### SOURCE TEXT
----------
Pennsylvania Transportation

Post date: Apr 24, 2010 8:16:58 PM

Trails

The setting sun, the mountain passes, and the topography of mountain and valley, determined the course of the Indian trails -- the only highways known to the savages. The "war-path" was a term full of meaning. Bloody and senseless wars were the chief end in life of the most of them, and the trails from tribe to tribe usually meant "the war-path" -- the thin trails worn in the primeval rocks by the generations of painted braves on their bloody missions. These Indian trails directed the white man to the heart of the wilderness. They were the primitive roads pointing his course in his slow voyage from the Atlantic to the Pacific. The adventurous hunters would discover and first follow up these trails, and then tell the young immigrants of the wonders of the country they had seen. It was a hunter, that had looked upon Falling Springs and the surrounding beautiful land, who told young Chambers about it, and determined him to come here. By following the trail leading from about Harrisburg toward the Potomac, as directed by the hunter, the Chamberses were led to the spot that will ever be a monument to the memory of that illustrious family.

Roads

In 1736 the first road was laid out in the Cumberland Valley. It would be most probably termed in these days a bridle road, that is, a road over which the trains of pack-horses could travel and carry, as they did, the articles of commerce of that day. In the year named, the courts of Lancaster appointed COLONEL CHAMBERS and five others, to view roads and survey important lines. In 1735 a road had been ordered to be made from Harris' Ferry toward the Potomac River, and COLONEL CHAMBERS and party surveyed the route and "blazed it out." This first road, strange as it seems now, met with considerable opposition "from a number of inhabitants on the west side of the Susquehanna." It was originally intended to extend only from Harris' Ferry to Letort Springs, (Carlisle).
----------
A block of data:
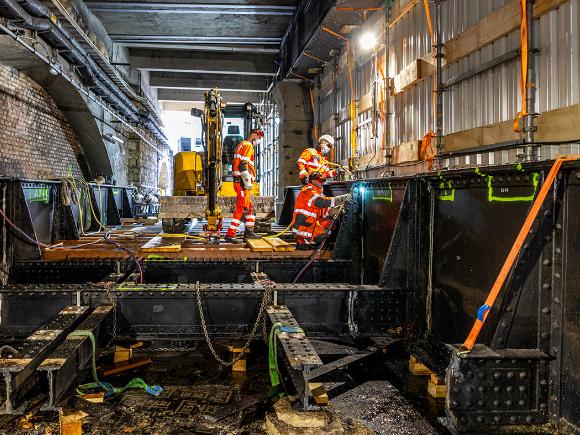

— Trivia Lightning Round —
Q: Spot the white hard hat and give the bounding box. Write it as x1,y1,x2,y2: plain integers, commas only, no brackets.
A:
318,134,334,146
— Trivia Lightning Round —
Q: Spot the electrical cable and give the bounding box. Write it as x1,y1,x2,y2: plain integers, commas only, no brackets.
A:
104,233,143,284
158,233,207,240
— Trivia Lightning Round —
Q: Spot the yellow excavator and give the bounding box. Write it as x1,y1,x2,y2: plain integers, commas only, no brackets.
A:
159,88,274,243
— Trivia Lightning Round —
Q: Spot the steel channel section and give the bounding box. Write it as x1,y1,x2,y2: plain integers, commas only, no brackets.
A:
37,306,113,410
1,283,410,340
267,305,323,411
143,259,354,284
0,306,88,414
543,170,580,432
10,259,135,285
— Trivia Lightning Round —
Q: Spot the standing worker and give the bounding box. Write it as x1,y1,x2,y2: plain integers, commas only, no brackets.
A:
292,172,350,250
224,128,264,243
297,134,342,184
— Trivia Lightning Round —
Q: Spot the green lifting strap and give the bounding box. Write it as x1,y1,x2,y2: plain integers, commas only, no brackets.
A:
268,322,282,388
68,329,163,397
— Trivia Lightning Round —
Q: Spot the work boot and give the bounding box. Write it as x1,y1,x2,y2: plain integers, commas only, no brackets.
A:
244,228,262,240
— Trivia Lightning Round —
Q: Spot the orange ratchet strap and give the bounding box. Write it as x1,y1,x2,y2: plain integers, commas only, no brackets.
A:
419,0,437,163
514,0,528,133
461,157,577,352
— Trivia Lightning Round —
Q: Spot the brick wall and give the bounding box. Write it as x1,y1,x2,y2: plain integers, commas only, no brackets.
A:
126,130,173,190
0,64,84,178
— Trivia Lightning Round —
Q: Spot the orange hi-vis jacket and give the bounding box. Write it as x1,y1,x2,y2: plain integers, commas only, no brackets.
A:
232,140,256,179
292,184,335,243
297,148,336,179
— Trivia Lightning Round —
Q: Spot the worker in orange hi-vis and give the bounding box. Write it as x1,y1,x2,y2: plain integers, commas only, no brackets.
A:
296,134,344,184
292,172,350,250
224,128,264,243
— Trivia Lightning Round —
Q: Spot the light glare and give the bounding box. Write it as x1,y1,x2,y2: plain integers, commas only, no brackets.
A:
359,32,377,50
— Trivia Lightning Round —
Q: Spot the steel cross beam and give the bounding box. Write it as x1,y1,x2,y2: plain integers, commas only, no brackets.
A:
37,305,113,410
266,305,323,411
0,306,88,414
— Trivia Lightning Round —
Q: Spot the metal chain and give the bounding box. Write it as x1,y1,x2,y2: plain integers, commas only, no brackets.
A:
----------
### EXERCISE INSTRUCTIONS
- A) Render this sentence from the Pennsylvania transportation text in Spanish: "In 1736 the first road was laid out in the Cumberland Valley."
- B) Please reproduce the Pennsylvania transportation text word for word, starting with "In 1736 the" and going on through "Letort Springs, (Carlisle).".
Rely only on the Pennsylvania transportation text for these tasks.

### OUTPUTS FOR THE TASKS
- A) En 1736 se trazó el primer camino en el valle de Cumberland.

- B)
In 1736 the first road was laid out in the Cumberland Valley. It would be most probably termed in these days a bridle road, that is, a road over which the trains of pack-horses could travel and carry, as they did, the articles of commerce of that day. In the year named, the courts of Lancaster appointed COLONEL CHAMBERS and five others, to view roads and survey important lines. In 1735 a road had been ordered to be made from Harris' Ferry toward the Potomac River, and COLONEL CHAMBERS and party surveyed the route and "blazed it out." This first road, strange as it seems now, met with considerable opposition "from a number of inhabitants on the west side of the Susquehanna." It was originally intended to extend only from Harris' Ferry to Letort Springs, (Carlisle).